Your task — Swap "balustrade" for "railing" in the lines of the listing from the one containing "Report one point per instance of the balustrade" through the end of the listing, both ends included, and give back only those lines with nothing else changed.

Given records —
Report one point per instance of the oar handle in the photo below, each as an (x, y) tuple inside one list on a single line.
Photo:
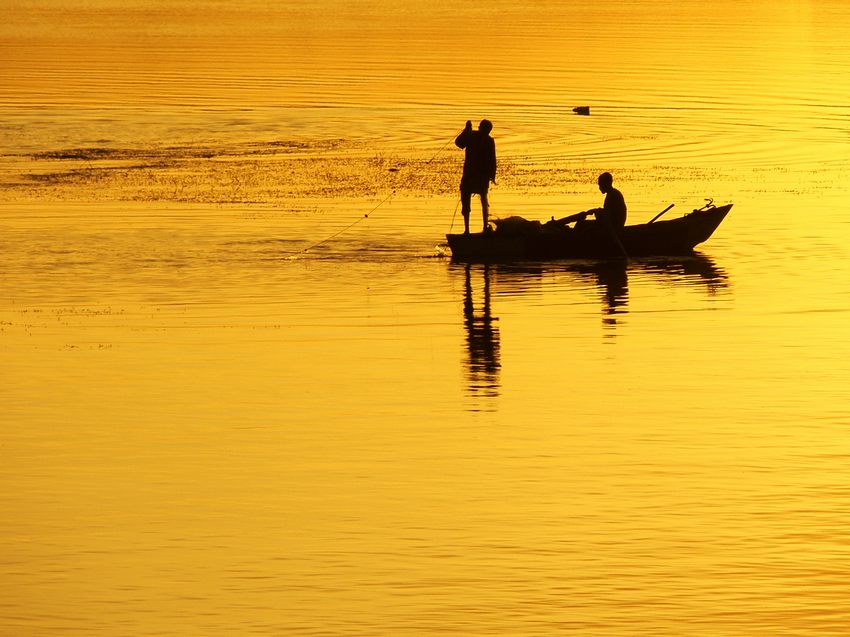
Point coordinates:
[(575, 217), (662, 212)]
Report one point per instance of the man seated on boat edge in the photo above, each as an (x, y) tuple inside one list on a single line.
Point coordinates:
[(613, 210)]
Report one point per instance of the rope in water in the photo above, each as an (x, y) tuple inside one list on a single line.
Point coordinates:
[(381, 203)]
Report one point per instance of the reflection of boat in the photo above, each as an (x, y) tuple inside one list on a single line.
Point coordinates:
[(608, 279), (557, 241)]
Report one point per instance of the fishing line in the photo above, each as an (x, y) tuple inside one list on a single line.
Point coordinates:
[(381, 203), (348, 227)]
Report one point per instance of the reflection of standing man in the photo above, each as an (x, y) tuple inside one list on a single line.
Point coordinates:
[(479, 168), (482, 339)]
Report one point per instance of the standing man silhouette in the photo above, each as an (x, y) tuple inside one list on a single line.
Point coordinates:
[(479, 168)]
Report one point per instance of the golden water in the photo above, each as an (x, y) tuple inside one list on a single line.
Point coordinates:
[(232, 403)]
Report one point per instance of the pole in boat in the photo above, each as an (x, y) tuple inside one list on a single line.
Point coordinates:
[(662, 212)]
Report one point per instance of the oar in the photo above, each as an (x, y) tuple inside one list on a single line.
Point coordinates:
[(662, 212), (565, 220)]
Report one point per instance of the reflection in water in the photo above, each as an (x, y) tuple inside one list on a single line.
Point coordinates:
[(482, 337)]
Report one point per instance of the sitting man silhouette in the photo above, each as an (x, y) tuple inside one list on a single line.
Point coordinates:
[(613, 210), (479, 168)]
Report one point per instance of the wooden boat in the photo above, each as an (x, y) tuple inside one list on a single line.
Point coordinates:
[(532, 240)]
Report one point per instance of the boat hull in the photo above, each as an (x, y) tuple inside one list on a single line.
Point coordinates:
[(661, 238)]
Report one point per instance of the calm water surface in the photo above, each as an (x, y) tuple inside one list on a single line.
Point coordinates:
[(245, 390)]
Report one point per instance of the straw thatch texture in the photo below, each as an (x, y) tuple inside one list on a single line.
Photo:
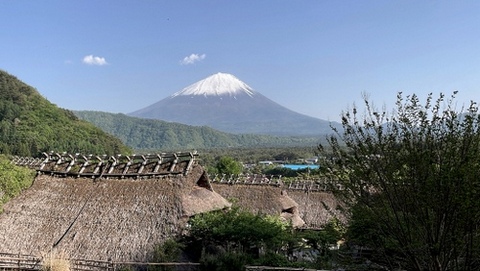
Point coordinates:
[(102, 219), (316, 208), (264, 199), (312, 207)]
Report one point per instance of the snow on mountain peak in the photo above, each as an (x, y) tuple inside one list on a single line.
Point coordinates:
[(217, 85)]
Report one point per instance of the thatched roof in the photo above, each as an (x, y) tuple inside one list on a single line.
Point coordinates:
[(99, 218), (313, 205), (262, 199)]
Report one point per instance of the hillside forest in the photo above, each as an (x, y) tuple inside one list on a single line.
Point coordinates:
[(407, 180)]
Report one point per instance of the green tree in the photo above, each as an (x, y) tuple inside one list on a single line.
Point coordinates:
[(13, 180), (410, 180), (227, 240), (228, 165)]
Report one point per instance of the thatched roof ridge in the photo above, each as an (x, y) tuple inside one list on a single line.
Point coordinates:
[(117, 166), (315, 207), (262, 199), (120, 219)]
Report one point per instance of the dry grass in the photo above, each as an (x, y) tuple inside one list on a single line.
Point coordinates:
[(56, 261)]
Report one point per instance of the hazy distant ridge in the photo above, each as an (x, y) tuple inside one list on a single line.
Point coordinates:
[(225, 103)]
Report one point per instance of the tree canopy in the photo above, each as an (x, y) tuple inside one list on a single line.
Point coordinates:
[(410, 183), (30, 124)]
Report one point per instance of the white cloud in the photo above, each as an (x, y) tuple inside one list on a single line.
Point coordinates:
[(94, 60), (191, 59)]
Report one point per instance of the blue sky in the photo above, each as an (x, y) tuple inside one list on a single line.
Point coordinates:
[(314, 57)]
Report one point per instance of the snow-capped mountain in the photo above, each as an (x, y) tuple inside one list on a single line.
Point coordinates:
[(217, 85), (225, 103)]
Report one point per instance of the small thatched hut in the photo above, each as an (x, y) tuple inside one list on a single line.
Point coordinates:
[(264, 199), (104, 218)]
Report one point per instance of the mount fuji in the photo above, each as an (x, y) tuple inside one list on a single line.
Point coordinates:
[(225, 103)]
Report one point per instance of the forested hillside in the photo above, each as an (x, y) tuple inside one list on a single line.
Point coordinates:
[(30, 124), (149, 134)]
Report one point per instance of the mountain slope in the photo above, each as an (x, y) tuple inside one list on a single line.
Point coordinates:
[(225, 103), (30, 124), (149, 134)]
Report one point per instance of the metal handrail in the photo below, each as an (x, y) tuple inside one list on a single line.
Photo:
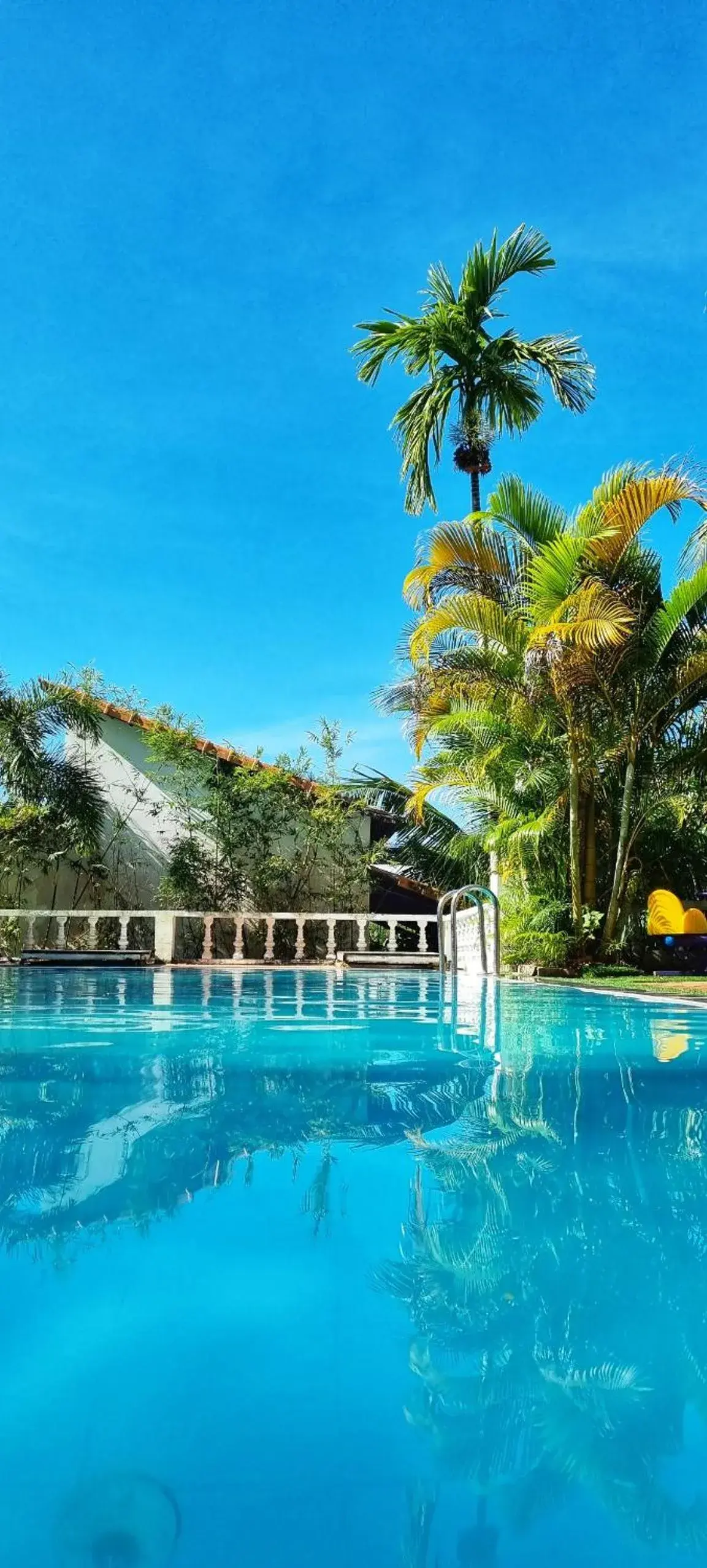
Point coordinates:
[(454, 897)]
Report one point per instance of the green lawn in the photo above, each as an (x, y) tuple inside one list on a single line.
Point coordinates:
[(690, 987)]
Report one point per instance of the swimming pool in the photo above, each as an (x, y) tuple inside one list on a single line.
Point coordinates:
[(308, 1271)]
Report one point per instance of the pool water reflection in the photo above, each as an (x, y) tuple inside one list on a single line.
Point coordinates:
[(303, 1269)]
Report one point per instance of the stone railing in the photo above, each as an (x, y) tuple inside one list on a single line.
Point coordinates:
[(68, 929)]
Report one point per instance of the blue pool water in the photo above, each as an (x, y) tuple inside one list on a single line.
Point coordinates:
[(308, 1271)]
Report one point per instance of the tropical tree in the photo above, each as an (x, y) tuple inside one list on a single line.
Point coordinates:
[(488, 383), (546, 661), (51, 800)]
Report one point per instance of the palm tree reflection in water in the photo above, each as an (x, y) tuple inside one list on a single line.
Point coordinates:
[(551, 1266)]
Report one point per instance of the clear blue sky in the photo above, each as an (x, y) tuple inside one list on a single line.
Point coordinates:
[(196, 204)]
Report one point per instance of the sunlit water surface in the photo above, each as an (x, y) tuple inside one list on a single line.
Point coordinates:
[(308, 1271)]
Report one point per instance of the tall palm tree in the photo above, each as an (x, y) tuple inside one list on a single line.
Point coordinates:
[(489, 383)]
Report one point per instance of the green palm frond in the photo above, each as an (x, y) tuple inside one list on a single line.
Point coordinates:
[(525, 512)]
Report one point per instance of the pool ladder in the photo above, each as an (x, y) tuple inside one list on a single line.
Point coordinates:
[(454, 899)]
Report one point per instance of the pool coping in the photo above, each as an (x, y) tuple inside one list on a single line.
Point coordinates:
[(632, 996)]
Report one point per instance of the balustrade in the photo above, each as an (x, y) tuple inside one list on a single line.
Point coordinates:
[(61, 931)]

Answer in full —
Report one point per instance of the railing in the photo above, each as an (x, y) tuple inside one list on a single line.
Point coordinates:
[(61, 931)]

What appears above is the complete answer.